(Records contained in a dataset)
------------------------------
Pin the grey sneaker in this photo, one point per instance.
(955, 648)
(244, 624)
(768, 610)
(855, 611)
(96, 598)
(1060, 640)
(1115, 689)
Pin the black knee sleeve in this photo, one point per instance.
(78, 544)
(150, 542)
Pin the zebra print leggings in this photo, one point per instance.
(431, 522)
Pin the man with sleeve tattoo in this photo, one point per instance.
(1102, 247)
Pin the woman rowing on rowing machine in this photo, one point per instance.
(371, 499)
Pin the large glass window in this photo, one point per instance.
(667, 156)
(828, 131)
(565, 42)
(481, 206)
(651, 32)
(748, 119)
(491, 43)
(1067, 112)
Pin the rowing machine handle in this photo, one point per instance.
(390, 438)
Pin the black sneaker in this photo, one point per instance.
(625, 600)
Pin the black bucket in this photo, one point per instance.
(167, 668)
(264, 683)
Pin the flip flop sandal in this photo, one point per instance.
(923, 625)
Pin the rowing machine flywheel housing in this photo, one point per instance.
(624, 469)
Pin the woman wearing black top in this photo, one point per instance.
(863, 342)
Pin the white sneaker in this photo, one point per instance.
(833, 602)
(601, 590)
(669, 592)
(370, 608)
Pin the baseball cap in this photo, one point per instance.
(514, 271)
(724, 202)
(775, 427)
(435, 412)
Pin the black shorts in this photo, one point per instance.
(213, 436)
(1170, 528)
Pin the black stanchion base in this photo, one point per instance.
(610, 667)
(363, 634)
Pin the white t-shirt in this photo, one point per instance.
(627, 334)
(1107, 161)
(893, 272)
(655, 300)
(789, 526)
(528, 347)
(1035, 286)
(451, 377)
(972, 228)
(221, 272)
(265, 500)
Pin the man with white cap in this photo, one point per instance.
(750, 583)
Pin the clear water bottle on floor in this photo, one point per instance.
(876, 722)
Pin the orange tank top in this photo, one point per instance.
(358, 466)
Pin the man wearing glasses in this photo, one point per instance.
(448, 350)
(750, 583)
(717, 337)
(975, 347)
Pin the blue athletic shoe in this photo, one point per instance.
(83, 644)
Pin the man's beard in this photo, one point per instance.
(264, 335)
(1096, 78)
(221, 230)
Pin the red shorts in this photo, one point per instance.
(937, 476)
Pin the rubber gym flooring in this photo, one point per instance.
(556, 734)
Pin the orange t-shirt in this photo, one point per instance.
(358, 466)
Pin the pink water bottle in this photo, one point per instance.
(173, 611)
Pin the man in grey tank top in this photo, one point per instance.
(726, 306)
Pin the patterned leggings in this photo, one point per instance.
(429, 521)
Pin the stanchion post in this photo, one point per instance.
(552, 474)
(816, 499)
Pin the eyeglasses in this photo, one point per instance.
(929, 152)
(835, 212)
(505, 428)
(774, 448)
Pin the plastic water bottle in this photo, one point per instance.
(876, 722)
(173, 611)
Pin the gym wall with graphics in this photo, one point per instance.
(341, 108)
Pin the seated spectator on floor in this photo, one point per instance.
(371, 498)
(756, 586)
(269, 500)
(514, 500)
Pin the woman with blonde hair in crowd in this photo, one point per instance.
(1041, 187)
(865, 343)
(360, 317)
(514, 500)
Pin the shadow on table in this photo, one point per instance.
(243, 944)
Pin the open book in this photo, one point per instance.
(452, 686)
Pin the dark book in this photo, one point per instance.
------------------------------
Extract the data exactly as given.

Pin the grey sneaker in this photo, one point per instance.
(955, 648)
(244, 624)
(768, 610)
(855, 611)
(96, 598)
(1060, 640)
(1115, 689)
Pin the black knee sleeve in this photo, one point per instance.
(78, 544)
(150, 542)
Pin the zebra print leggings in this photo, one point per instance.
(431, 522)
Pin the man with sleeve tattoo in this photo, one point per instance.
(1102, 247)
Pin the woman rowing on rowing machine in this photo, one point per instance.
(371, 499)
Pin the large glass window in this photo, one point per instance.
(667, 156)
(828, 131)
(565, 42)
(481, 206)
(651, 32)
(748, 119)
(491, 43)
(1067, 112)
Pin the rowing machine handle in this photo, one point per instance.
(390, 438)
Pin the black sneaker in this photo, one point per instance.
(625, 600)
Pin the black bucket in this photo, one point per instance.
(167, 668)
(264, 683)
Pin the flip flop sandal in this photo, one point per instance.
(923, 625)
Pin the rowing machine flywheel housing in this photo, one point per instance.
(624, 469)
Pin the woman wearing black top in this photo, one point per instance.
(863, 342)
Pin the white sneaker in this photo, one point per instance.
(833, 602)
(601, 590)
(669, 592)
(370, 608)
Pin the baseball cap in this photo, one point per instance.
(514, 271)
(724, 202)
(775, 427)
(435, 412)
Pin the black shorts in this photo, one point per instance.
(213, 436)
(1170, 528)
Pin the black stanchion base in this photo, one point per instance.
(610, 667)
(363, 634)
Pin the white t-shirt in this photo, one point per instance.
(627, 334)
(1107, 161)
(893, 272)
(655, 300)
(789, 526)
(528, 347)
(1035, 286)
(451, 377)
(972, 228)
(221, 272)
(265, 500)
Pin the man with white cap in this photo, one point per instance.
(750, 583)
Pin the clear water bottle on floor in this photo, one point per instance.
(876, 722)
Pin the orange tank top in this photo, one point per instance.
(358, 466)
Pin the man wearing glasses in this photo, one point per instance.
(448, 350)
(750, 583)
(717, 337)
(975, 347)
Pin the blue athletic shoe in this photo, one point per instance.
(83, 644)
Pin the man's beard in this photo, one point per instance.
(264, 335)
(1096, 78)
(221, 230)
Pin the red shorts in this photo, one point per instance.
(937, 476)
Pin the rubber gym flooring in this photo, one point per instance.
(556, 734)
Pin the orange t-shirt in this photo, one point per instance.
(358, 466)
Pin the pink water bottle in this photo, one point per instance.
(173, 611)
Pin the man in grey tank top in this photo, one point per instance.
(726, 306)
Pin the patterned leggings in this photo, one point per instance.
(429, 521)
Pin the stanchion post in this photo, one point per instance.
(552, 474)
(816, 499)
Pin the eyeglasses in this photo, one point per instance.
(929, 152)
(835, 212)
(505, 428)
(774, 448)
Pin the plastic water bottle in this photo, one point per instance.
(876, 722)
(173, 611)
Pin the gym wall with graphics in this photo, one point per instance.
(341, 108)
Pin the seated spectator on floor in this photo, one point per instance.
(371, 498)
(756, 586)
(269, 500)
(514, 500)
Pin the woman with blonde hair in crowd in this photo, one point per instance.
(1041, 187)
(865, 343)
(360, 317)
(514, 500)
Pin the shadow on table in this photo, one point per instance.
(243, 944)
Pin the open book in this photo, one point per instance.
(452, 686)
Pin the dark book in this photo, one point per instance.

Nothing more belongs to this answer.